> _INPUT ROWS_:

++++

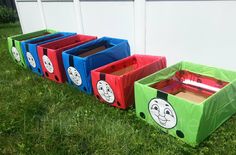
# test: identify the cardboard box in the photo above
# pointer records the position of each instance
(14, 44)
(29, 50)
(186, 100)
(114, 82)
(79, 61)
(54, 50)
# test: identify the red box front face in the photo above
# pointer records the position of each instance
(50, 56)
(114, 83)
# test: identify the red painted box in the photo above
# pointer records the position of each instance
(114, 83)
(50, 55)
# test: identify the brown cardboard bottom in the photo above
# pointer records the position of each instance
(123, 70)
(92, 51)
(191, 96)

++++

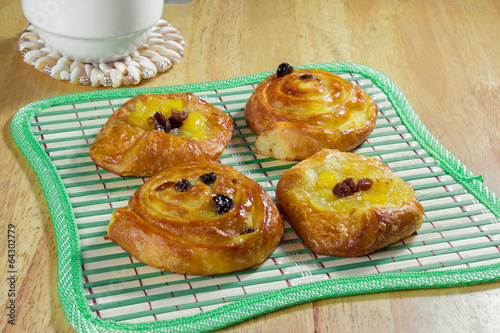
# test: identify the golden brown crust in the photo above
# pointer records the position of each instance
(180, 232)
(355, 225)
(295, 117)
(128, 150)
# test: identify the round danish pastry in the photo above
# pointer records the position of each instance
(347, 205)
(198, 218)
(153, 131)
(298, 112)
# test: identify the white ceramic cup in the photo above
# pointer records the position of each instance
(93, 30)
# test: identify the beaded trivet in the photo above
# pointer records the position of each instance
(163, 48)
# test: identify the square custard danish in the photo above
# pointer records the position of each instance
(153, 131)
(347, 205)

++++

> _INSTRUCTIONS FOR THE TASK_: Count how many lines above contain the word "brown". Reply with the number only.

> _WORKED SOLUTION_: 2